Starting at the line that holds "Reviewer check: make sure each instance of the white hat", restate every line word for word up to and including the last one in the listing below, and omit all pictures.
= = = = =
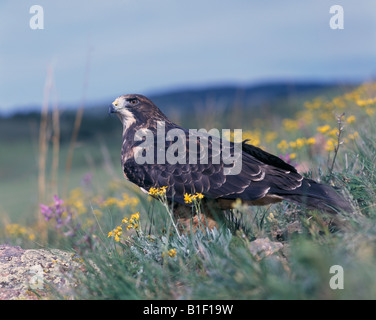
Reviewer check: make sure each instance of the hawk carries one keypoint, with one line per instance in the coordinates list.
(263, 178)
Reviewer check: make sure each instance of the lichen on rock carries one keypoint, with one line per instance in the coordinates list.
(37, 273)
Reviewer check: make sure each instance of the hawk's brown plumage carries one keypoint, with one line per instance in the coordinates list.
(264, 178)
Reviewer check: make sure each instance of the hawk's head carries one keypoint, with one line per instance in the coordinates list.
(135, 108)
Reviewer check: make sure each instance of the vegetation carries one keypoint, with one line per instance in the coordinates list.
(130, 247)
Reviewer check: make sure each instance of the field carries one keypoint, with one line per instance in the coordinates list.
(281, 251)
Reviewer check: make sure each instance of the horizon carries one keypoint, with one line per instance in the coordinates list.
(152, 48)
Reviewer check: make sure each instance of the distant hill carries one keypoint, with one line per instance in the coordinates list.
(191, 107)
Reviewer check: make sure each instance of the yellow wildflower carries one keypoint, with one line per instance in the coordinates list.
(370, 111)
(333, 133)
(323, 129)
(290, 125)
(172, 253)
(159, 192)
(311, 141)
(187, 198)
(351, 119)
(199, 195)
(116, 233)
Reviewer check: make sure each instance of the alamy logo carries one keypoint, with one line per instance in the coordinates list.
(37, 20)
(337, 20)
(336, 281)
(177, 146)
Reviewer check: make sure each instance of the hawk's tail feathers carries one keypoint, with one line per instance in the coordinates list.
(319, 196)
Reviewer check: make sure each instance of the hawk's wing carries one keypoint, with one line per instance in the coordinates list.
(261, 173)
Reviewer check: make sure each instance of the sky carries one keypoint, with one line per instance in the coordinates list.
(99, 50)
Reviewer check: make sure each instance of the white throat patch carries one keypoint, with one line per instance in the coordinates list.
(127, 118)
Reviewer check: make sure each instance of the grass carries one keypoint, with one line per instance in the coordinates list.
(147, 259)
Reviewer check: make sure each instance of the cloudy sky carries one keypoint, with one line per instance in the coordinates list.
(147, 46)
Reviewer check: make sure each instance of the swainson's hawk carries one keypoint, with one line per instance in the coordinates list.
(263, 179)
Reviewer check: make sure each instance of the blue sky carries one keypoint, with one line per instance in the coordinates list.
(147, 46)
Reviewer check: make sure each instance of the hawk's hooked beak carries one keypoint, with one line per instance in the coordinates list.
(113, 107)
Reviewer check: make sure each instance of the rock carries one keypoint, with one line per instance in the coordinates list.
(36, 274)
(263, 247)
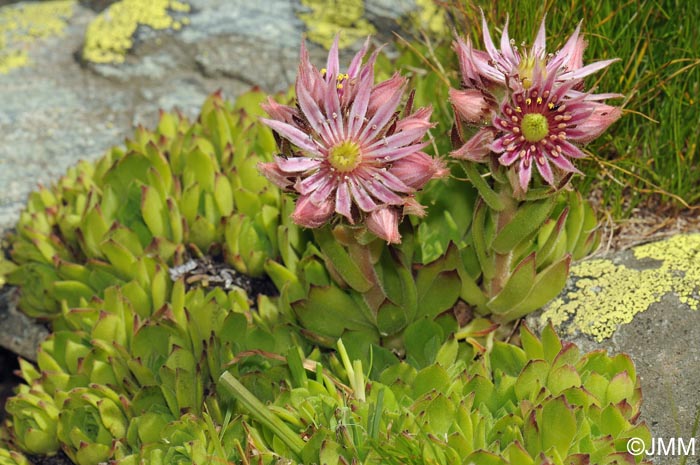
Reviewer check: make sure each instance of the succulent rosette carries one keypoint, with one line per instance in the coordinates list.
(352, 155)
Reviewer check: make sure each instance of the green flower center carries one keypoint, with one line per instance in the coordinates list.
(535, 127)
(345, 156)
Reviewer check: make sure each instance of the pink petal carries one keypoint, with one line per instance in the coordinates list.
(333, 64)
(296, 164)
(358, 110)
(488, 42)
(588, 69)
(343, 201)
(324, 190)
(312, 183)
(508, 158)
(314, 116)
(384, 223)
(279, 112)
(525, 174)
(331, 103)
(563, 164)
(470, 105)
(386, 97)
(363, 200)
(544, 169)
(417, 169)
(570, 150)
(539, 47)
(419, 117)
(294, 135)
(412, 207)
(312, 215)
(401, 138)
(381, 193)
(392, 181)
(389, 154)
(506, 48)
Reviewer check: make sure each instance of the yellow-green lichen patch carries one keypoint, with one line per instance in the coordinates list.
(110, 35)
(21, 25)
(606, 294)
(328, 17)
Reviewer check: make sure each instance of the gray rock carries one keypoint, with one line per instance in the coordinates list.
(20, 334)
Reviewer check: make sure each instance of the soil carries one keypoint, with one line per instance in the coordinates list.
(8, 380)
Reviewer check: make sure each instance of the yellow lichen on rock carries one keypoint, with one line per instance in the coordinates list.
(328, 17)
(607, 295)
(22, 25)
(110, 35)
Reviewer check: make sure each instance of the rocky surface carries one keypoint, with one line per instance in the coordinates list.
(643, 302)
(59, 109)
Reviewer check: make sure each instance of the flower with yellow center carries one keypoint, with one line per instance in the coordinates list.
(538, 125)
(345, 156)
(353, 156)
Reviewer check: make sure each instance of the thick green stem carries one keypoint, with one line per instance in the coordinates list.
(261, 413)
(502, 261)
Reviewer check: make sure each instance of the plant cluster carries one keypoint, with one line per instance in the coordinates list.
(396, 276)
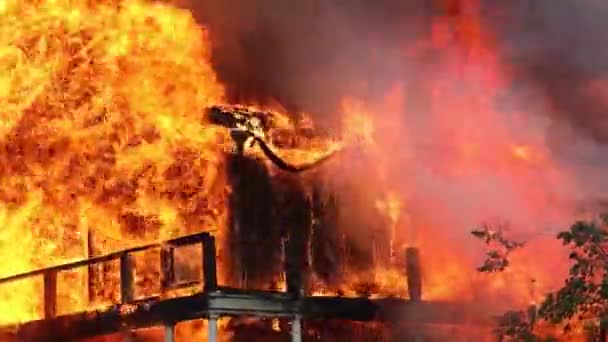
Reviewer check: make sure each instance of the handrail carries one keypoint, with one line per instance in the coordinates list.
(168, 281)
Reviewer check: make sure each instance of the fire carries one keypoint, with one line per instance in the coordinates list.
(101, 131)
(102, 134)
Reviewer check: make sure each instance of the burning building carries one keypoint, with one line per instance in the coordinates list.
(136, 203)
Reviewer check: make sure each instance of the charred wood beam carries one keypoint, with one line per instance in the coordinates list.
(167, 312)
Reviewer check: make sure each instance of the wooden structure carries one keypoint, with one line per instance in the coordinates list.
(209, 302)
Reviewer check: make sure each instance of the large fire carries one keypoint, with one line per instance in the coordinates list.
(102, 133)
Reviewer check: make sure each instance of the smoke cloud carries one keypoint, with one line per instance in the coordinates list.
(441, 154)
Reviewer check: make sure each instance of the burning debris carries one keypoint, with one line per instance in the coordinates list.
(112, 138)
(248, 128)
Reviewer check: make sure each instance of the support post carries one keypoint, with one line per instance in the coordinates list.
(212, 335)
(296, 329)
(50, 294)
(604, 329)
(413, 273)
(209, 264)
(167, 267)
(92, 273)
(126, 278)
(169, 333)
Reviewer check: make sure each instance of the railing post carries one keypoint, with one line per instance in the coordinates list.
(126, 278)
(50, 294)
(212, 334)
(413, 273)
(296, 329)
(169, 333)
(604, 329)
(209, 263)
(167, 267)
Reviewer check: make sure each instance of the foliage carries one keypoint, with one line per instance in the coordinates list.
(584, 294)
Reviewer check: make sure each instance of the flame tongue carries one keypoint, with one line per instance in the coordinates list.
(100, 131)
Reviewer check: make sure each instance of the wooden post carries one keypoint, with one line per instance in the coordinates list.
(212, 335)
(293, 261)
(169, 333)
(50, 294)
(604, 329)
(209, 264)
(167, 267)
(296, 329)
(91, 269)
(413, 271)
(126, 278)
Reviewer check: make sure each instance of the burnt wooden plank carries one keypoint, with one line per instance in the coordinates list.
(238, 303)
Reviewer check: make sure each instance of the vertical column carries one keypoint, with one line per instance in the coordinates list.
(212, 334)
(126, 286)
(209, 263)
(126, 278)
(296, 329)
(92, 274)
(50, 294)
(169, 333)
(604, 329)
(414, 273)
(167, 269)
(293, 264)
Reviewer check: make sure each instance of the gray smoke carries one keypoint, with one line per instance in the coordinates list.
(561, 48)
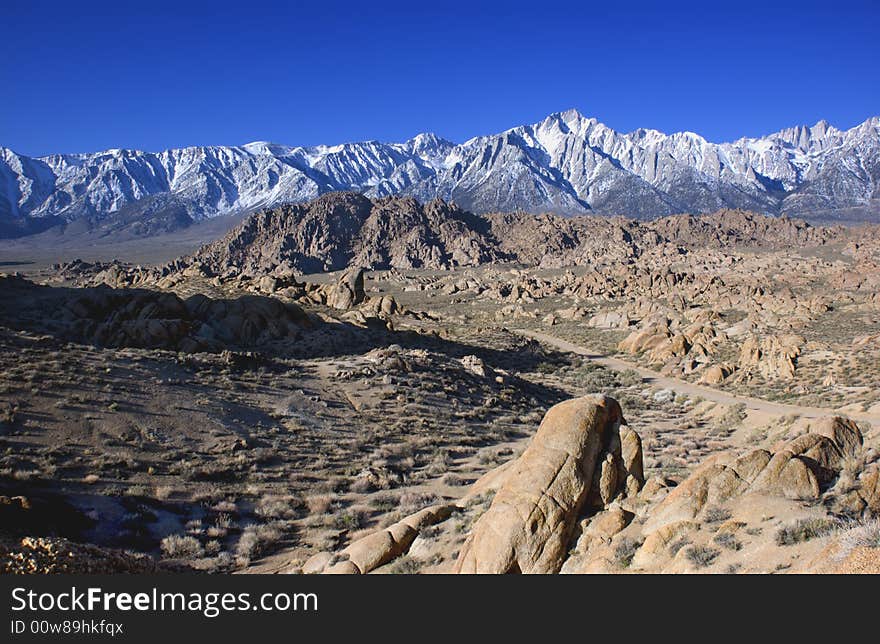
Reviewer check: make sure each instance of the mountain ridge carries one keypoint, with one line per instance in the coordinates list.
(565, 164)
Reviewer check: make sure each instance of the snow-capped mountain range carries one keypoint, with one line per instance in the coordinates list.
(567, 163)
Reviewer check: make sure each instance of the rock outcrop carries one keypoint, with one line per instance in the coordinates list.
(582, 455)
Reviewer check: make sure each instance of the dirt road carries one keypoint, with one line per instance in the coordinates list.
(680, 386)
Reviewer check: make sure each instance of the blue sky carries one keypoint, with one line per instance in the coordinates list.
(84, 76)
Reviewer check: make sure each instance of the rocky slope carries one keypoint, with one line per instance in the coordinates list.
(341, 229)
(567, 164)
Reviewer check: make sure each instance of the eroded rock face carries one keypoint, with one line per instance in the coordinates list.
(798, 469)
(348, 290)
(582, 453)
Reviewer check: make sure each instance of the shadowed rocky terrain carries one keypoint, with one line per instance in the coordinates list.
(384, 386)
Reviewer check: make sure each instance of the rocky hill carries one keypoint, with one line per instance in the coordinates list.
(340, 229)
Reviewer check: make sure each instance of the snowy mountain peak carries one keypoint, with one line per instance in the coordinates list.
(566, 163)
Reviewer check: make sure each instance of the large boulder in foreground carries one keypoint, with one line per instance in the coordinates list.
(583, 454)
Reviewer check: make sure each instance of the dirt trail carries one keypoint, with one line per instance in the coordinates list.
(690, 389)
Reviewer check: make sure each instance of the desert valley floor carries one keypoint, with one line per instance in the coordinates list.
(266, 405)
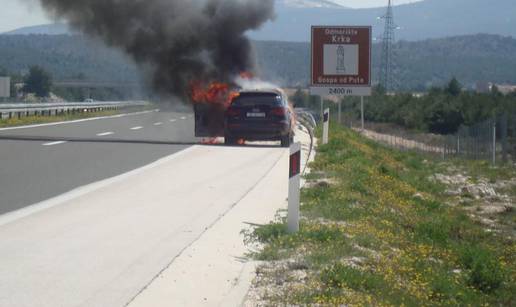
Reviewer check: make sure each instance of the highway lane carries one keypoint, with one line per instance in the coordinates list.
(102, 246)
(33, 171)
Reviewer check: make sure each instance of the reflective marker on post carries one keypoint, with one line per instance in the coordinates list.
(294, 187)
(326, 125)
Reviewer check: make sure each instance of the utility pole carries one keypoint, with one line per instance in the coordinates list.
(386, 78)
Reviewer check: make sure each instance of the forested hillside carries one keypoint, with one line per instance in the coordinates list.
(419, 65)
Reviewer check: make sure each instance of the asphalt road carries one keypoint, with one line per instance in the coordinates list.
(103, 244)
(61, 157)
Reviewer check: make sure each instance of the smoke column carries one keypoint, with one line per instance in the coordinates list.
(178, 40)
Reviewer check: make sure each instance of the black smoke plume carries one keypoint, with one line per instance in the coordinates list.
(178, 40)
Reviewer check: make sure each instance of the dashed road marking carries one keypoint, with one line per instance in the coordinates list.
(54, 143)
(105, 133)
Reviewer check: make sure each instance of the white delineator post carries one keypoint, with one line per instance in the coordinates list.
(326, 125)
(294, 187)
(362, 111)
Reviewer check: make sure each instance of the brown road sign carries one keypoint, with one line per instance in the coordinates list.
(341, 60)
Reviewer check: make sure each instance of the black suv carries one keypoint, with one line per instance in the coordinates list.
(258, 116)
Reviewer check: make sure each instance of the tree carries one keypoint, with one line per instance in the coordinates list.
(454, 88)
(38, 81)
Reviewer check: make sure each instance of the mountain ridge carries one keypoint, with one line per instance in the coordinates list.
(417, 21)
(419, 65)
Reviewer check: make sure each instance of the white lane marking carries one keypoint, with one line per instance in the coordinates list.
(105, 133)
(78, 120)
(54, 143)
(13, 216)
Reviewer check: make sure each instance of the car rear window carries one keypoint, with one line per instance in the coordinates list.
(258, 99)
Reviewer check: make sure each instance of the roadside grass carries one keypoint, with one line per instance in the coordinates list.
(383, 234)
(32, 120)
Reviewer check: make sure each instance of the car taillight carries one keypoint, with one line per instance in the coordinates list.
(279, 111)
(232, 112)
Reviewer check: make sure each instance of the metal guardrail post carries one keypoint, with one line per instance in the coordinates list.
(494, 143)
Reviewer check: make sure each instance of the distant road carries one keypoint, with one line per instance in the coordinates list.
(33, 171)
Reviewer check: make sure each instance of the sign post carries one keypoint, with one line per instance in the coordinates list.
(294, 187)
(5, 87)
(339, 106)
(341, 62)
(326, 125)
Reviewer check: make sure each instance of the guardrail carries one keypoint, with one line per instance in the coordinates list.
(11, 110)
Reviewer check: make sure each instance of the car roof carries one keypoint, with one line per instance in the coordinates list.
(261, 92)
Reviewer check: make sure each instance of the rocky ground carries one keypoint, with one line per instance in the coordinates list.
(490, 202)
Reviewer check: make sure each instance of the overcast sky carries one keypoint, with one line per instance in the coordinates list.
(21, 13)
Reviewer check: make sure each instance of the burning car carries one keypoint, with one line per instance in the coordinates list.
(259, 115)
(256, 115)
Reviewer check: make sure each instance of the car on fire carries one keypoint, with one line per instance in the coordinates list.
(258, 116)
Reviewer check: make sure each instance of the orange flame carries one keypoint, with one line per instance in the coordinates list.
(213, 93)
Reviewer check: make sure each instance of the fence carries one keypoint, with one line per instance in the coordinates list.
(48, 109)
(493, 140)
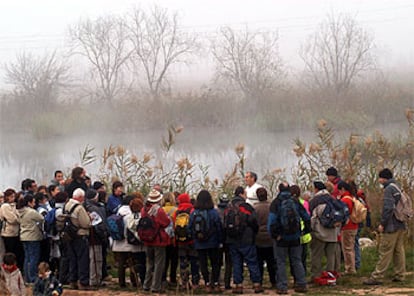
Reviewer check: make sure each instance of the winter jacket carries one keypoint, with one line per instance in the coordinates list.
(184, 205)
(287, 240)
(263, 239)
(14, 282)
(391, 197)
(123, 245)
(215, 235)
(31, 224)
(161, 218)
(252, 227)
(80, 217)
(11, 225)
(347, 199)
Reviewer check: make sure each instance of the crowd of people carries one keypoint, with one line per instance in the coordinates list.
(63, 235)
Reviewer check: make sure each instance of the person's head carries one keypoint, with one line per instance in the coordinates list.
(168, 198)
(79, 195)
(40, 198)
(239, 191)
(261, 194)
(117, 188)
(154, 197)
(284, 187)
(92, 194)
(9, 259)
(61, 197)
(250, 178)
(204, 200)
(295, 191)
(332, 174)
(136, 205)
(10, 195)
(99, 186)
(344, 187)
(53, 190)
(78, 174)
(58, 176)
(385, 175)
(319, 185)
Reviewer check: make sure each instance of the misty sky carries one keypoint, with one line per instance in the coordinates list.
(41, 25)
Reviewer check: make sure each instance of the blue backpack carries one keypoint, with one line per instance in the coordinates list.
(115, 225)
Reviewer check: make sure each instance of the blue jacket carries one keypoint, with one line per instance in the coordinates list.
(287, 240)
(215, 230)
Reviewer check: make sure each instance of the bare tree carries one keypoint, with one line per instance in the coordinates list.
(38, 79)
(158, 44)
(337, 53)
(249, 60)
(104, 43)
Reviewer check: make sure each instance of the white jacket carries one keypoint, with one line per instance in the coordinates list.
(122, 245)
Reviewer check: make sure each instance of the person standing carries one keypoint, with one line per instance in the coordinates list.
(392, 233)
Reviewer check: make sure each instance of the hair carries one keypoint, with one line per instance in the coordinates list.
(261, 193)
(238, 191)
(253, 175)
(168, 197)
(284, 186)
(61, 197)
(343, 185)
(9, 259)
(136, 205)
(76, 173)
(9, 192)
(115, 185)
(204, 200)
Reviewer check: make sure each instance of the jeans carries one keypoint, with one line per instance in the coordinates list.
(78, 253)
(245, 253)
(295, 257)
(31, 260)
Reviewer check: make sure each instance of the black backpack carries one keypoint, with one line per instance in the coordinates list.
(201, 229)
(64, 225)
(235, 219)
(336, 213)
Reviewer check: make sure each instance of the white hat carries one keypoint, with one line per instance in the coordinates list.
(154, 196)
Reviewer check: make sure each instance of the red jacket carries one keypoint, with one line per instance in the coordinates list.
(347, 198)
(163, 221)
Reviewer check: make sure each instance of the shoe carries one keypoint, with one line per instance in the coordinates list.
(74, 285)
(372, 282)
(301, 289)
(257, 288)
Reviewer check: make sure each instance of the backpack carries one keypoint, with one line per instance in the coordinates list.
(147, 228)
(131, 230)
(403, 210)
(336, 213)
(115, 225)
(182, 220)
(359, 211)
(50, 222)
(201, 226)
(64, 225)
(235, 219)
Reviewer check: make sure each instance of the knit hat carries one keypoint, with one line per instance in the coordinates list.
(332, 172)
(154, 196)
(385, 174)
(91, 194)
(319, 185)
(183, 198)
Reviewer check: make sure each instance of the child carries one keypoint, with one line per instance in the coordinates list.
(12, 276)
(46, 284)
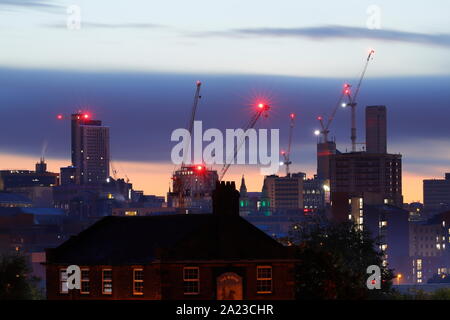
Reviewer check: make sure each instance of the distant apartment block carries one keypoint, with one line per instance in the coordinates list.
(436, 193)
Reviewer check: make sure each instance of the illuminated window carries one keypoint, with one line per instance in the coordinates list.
= = = = =
**The solution:**
Reviewer check: make sure each instance of the white hat carries one keypoint, with one line per instance in the coordinates list.
(154, 196)
Reviewer check: make sure each instance of the red jacket carries one keypoint, with one line per instance in the coordinates list.
(347, 198)
(163, 221)
Reviewer check: make sure each instance of the shoe carries one keypoint, with one line per instance in the coordinates list.
(74, 285)
(372, 282)
(301, 289)
(257, 288)
Reviewer check: make sure each instance of the backpack carries one keypoint, with one line per instance in the coordinates list.
(147, 228)
(131, 230)
(403, 210)
(336, 213)
(115, 225)
(182, 220)
(359, 211)
(50, 222)
(201, 226)
(64, 225)
(235, 219)
Reviewer check: make sure each instance of the knit hat carries one keypoint, with one line per instance in the coordinates list.
(332, 172)
(154, 196)
(385, 174)
(91, 194)
(319, 185)
(183, 198)
Reviewer check: make sure each instance of the child carries one keypoint, with one line per instance in the coordinates list.
(12, 276)
(46, 284)
Reviewer check: make sure each instance of the distant apartment block carries one keypoint, with one line per instance in the coordinates list.
(436, 193)
Reviewer check: make sure each instance of the illuminated window carries one keypoint, with one line per instance in the coordinates list.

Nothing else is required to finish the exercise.